» **Kutipan Teks**:
++++
JAKARTA, KOMPAS — Penyelenggara pemilihan umum dari tingkat pusat hingga lembaga ad hoc di daerah harus mampu mempertahankan kemandirian dan kredibilitas lembaga karena akan menjadi modal sosial dalam menghadapi Pemilu 2019. Hal itu sangat penting karena penyelenggara pemilu akan menjadi sasaran ketidakpuasan dari peserta pemilu.
Kemandirian yang masih terjaga ini terefleksi salah satunya dalam data Dewan Kehormatan Penyelenggara Pemilu (DKPP). Sejak institusi itu didirikan tahun 2012 hingga awal Desember 2017, ada 2.667 perkara yang didaftarkan ke DKPP. Setelah melalui tahap verifikasi, ada 961 perkara yang dianggap layak sidang. Dari angka itu, perkara yang tidak terbukti melanggar kode etik sekitar 55 persen. Angka itu relatif kecil dibandingkan dengan total jumlah penyelenggara pemilu di Indonesia, baik yang permanen maupun ad hoc.
++++
» **Soal Latihan a**:
Jawablah pertanyaan berikut berdasarkan teks tentang penyelenggara pemilu.
(i) Pemilu tahun berapa yang disebut akan dihadapi dengan modal sosial berupa kemandirian dan kredibilitas lembaga?
(ii) Pada tahun berapa DKPP didirikan?
(iii) Berapa perkara yang dianggap layak sidang setelah tahap verifikasi?

[Entri data tersimpan]
++++
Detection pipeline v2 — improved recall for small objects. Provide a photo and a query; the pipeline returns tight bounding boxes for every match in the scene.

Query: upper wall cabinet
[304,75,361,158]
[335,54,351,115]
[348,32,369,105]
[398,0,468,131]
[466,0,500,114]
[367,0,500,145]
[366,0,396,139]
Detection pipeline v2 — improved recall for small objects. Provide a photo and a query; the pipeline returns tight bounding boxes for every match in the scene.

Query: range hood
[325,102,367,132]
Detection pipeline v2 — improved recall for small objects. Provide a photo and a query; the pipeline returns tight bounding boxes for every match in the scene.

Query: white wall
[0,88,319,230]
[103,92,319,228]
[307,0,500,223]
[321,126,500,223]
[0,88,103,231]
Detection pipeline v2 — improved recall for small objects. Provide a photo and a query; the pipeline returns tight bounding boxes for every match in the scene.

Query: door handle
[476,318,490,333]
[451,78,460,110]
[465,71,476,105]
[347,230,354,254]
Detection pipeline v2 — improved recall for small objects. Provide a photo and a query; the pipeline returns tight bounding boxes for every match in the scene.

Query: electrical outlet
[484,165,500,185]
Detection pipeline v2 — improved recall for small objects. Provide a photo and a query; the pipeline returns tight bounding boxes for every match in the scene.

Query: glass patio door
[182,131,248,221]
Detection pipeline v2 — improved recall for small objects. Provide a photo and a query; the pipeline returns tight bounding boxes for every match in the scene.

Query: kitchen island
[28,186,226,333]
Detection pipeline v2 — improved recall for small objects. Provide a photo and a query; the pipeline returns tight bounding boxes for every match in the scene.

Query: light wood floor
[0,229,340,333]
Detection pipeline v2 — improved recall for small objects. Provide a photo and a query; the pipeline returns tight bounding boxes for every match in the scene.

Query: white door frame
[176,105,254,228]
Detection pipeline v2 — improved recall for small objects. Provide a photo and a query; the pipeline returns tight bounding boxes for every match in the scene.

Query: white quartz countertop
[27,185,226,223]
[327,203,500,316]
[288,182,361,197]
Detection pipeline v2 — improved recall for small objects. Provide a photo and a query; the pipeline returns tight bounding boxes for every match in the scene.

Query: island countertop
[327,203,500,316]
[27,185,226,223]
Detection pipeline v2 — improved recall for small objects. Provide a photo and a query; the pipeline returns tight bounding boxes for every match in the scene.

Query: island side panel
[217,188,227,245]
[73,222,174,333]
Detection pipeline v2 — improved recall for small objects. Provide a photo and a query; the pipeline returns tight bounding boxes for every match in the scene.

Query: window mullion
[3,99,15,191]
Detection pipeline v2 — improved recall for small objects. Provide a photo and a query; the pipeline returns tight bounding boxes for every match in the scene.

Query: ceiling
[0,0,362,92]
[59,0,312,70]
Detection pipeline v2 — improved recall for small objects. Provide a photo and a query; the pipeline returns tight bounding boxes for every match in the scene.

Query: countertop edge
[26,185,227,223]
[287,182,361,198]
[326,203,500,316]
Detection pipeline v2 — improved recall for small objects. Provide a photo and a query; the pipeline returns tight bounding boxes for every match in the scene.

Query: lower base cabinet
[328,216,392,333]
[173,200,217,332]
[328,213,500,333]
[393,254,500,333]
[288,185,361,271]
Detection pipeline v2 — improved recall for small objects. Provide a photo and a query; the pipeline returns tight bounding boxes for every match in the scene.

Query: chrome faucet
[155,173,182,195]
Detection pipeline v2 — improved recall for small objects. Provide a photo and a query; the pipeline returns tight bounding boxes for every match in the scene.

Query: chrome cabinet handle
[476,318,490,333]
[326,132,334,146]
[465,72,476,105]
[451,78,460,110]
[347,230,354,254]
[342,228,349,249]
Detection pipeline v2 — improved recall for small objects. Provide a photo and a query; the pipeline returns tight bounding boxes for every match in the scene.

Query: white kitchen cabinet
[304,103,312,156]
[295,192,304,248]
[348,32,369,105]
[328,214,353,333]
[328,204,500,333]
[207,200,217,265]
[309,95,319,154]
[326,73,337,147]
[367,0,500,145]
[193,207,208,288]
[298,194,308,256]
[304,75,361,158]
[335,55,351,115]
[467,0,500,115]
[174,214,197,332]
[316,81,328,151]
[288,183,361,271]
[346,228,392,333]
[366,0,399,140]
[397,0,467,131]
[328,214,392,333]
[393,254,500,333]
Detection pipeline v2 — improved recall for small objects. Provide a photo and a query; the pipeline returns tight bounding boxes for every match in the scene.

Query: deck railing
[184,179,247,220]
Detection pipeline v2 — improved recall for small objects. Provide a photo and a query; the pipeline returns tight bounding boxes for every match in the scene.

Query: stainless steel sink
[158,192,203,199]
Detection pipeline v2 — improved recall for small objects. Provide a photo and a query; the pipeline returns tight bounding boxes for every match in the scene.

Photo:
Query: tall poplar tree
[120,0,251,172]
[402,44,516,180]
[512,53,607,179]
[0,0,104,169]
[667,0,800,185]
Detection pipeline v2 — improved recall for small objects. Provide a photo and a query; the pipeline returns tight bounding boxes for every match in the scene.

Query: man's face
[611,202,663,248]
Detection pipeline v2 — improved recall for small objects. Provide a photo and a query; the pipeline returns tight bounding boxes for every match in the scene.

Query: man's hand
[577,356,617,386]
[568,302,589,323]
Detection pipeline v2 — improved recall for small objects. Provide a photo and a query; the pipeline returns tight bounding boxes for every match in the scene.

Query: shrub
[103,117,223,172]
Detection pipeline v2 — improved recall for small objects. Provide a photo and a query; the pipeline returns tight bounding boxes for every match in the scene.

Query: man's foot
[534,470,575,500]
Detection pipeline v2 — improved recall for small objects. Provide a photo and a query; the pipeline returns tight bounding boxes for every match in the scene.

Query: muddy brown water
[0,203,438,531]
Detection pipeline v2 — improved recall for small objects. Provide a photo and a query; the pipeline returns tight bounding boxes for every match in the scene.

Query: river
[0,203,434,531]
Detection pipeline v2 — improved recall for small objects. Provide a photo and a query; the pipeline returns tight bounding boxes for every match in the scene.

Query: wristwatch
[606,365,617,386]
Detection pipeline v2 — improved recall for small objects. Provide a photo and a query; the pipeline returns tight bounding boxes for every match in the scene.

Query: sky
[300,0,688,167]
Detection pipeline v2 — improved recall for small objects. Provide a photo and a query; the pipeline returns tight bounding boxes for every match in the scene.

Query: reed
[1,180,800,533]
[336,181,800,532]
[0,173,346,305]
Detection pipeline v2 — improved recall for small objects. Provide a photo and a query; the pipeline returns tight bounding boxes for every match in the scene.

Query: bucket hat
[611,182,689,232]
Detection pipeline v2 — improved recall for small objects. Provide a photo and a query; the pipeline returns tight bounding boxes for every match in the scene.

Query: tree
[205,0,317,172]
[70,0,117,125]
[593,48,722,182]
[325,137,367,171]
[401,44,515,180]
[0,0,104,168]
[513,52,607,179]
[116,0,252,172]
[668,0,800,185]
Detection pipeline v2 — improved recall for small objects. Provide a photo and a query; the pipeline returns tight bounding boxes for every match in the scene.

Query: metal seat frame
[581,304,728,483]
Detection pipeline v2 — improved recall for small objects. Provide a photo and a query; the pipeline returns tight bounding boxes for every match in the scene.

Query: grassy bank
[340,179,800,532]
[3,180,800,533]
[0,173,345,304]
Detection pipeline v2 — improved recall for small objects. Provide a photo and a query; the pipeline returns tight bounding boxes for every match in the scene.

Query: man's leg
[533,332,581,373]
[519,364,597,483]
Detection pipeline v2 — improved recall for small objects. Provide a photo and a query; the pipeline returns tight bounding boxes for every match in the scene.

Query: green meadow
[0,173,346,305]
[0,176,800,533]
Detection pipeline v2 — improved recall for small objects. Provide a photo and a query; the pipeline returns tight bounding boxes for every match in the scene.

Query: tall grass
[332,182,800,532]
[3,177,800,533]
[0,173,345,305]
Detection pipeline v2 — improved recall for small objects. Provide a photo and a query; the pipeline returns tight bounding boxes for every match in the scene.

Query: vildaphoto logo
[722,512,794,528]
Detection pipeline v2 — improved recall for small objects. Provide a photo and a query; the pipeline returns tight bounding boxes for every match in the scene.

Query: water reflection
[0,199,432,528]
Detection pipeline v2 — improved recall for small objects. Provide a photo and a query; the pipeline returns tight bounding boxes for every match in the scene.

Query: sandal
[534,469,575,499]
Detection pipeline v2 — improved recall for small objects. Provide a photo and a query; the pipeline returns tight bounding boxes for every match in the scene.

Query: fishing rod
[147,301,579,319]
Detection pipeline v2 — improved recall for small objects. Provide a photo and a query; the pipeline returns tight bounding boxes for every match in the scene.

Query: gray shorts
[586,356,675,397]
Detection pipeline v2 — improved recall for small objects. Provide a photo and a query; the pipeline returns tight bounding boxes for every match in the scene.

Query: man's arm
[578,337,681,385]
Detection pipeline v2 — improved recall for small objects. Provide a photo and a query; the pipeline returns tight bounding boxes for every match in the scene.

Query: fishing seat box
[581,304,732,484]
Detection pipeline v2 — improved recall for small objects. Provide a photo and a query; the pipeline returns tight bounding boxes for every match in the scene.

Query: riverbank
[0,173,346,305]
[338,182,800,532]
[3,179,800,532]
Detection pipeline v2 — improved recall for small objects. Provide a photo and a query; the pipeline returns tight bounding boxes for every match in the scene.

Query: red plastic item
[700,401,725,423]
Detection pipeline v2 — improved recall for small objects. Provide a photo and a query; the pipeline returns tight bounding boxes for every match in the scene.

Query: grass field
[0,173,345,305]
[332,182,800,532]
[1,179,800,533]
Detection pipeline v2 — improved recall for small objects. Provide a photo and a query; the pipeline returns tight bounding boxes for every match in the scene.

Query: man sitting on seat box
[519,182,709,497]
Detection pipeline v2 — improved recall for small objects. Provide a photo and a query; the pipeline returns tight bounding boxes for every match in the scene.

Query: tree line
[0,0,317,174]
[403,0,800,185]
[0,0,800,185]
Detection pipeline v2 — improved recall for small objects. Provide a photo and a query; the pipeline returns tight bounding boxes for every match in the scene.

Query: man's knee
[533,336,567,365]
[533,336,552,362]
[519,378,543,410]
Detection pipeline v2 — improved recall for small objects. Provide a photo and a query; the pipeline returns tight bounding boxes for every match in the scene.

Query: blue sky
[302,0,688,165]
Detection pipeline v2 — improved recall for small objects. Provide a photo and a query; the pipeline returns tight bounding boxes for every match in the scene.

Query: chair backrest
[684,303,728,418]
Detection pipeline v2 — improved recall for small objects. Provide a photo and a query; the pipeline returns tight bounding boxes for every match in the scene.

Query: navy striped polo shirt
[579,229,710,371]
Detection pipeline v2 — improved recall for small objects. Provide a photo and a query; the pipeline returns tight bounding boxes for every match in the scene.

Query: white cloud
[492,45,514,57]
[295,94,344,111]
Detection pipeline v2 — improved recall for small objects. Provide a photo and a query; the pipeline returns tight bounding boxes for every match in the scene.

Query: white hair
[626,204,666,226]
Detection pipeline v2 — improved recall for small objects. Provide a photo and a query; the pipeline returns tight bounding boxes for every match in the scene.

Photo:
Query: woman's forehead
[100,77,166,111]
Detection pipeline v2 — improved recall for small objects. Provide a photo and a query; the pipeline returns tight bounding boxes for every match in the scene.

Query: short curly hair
++++
» **Soal Latihan b**:
Tulis kembali bagian catatan dari awal catatan sampai baris yang memuat "[325,102,367,132]", dengan mengganti "photo" menjadi "image" tanpa mengubah apa pun selain itu.

» **Pembahasan Jawaban a**:
(i) Pemilu 2019.
(ii) Tahun 2012.
(iii) 961 perkara.

» **Pembahasan Jawaban b**:
Detection pipeline v2 — improved recall for small objects. Provide a image and a query; the pipeline returns tight bounding boxes for every match in the scene.

Query: upper wall cabinet
[304,75,361,158]
[335,54,351,115]
[348,32,369,105]
[398,0,468,131]
[466,0,500,114]
[367,0,500,145]
[366,0,396,139]
Detection pipeline v2 — improved recall for small objects. Provide a image and a query; the pipeline returns tight bounding boxes for every match in the scene.

Query: range hood
[325,102,367,132]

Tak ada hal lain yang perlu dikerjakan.